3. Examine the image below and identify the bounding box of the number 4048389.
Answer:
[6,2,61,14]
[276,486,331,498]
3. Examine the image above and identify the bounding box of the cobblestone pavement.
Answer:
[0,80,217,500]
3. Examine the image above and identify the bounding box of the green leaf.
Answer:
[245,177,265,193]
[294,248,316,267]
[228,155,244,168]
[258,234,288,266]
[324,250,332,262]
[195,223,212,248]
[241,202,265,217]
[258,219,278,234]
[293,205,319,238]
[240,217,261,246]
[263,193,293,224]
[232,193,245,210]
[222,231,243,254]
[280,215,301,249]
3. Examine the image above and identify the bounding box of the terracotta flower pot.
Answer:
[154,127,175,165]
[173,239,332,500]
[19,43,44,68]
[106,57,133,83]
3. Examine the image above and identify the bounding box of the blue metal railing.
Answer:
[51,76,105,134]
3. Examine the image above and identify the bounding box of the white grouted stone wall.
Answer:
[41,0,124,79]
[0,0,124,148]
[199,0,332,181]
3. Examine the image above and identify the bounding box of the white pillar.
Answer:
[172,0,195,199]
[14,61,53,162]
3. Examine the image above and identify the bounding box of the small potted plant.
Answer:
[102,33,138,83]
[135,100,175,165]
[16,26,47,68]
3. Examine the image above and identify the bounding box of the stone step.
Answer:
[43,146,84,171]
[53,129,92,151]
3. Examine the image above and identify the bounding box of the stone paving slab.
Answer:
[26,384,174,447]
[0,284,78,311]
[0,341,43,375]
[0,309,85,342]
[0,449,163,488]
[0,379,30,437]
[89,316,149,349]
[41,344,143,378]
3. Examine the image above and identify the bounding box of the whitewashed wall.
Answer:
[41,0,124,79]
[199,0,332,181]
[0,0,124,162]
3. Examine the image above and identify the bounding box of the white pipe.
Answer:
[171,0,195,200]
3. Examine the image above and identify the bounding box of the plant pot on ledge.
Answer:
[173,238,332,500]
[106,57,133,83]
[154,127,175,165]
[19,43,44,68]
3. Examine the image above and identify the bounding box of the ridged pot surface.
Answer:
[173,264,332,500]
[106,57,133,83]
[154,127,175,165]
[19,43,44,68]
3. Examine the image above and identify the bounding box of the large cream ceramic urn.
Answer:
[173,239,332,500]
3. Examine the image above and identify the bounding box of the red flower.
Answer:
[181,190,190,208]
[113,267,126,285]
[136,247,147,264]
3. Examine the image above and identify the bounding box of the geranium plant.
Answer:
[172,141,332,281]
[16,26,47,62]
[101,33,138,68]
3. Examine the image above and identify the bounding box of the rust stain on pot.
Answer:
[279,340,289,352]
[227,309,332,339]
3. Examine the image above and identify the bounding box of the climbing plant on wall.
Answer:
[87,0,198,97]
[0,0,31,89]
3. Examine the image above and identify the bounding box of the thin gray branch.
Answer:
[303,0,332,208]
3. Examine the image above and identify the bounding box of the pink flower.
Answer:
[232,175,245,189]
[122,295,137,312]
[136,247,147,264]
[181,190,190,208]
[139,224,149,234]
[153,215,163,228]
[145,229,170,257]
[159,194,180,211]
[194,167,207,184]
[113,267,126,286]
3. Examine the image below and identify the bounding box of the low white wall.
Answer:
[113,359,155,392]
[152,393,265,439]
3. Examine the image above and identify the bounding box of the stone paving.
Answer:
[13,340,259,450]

|---|

_Given problem_.
Rewrite every one of the records above, putting "Study" wherever "Examine" appears and keeping everything else the same.

_Answer to the problem_.
3. Study the image below and identify the bounding box of the number 4048389.
Answer:
[6,2,61,14]
[276,486,331,498]
3. Study the image above and identify the bounding box of the cobblestone pavement.
Answer:
[0,80,217,500]
3. Study the image above and identify the bounding box of the green leaf.
Answer:
[245,177,265,193]
[294,248,316,267]
[228,155,244,168]
[258,234,288,266]
[324,250,332,262]
[195,223,212,248]
[241,202,265,217]
[258,219,278,234]
[293,205,319,238]
[240,217,261,246]
[263,193,293,224]
[232,193,245,210]
[222,231,243,254]
[280,215,301,249]
3. Study the image above and identify the bounding box of the terracotta flower pot.
Answer:
[154,127,175,165]
[173,239,332,500]
[19,43,44,68]
[106,57,133,83]
3. Study the image above and identify the bounding box of the blue metal railing.
Answer:
[51,76,105,134]
3. Study the image above and identify the bounding box of the white grouted stone wall.
Answer:
[41,0,124,79]
[0,0,124,148]
[199,0,332,181]
3. Study the image above and identify the bounding box of the white pillar.
Answer:
[172,0,195,199]
[14,61,53,162]
3. Study the image above and identify the bounding box of the small potted plant.
Answer:
[102,33,138,83]
[135,100,175,165]
[16,26,47,68]
3. Study the image above and identify the bounding box of the stone step.
Answer:
[43,146,84,171]
[53,129,92,151]
3. Study the image above and identify the bounding box of the stone paving slab.
Answer:
[26,384,174,447]
[0,284,78,311]
[0,341,43,375]
[0,309,85,342]
[0,449,163,488]
[0,379,30,437]
[89,316,149,349]
[41,344,143,378]
3. Study the image above and identify the bounding box of the whitewashed wall.
Answer:
[41,0,124,79]
[199,0,332,181]
[0,0,124,162]
3. Study the image above and identify the bounding box of the white pipe.
Answer:
[171,0,195,200]
3. Study the image above and identify the bounding box of the plant pot on ledge.
Answer:
[173,238,332,500]
[106,57,133,83]
[154,127,175,165]
[19,43,44,68]
3. Study the image above and identify the bounding box of the ridged pot surface.
Answer:
[173,264,332,500]
[106,57,133,83]
[154,127,175,165]
[19,43,44,68]
3. Study the image above and identify the bounding box of the large cream ceramic urn.
Answer:
[173,239,332,500]
3. Study the image above and identify the bounding box of the red flower.
Answer:
[181,190,190,208]
[113,267,126,285]
[136,247,147,264]
3. Study the image above and identify the bounding box of the geranium plant.
Answer:
[172,141,332,281]
[16,26,47,62]
[101,33,138,68]
3. Study the image above and identify the bounding box of the rust stain on pot.
Answer:
[279,340,289,352]
[227,309,332,339]
3. Study the image above and identify the bounding box of the climbing plant on wall.
Answer:
[87,0,198,97]
[0,0,31,89]
3. Study the image above and identify the bounding box of the thin gray branch.
Answer:
[303,0,332,208]
3. Study the image above and identify the bounding box of the pink flower.
Answer:
[232,175,245,189]
[122,295,137,312]
[136,247,147,264]
[181,190,190,208]
[139,224,149,234]
[153,215,163,228]
[145,229,170,257]
[159,194,180,211]
[194,167,207,184]
[113,267,126,286]
3. Study the image below and identify the bounding box of the low white wall.
Answer:
[113,359,155,392]
[152,393,265,439]
3. Study the image above and identify the bounding box of the stone paving.
Answer:
[13,340,259,450]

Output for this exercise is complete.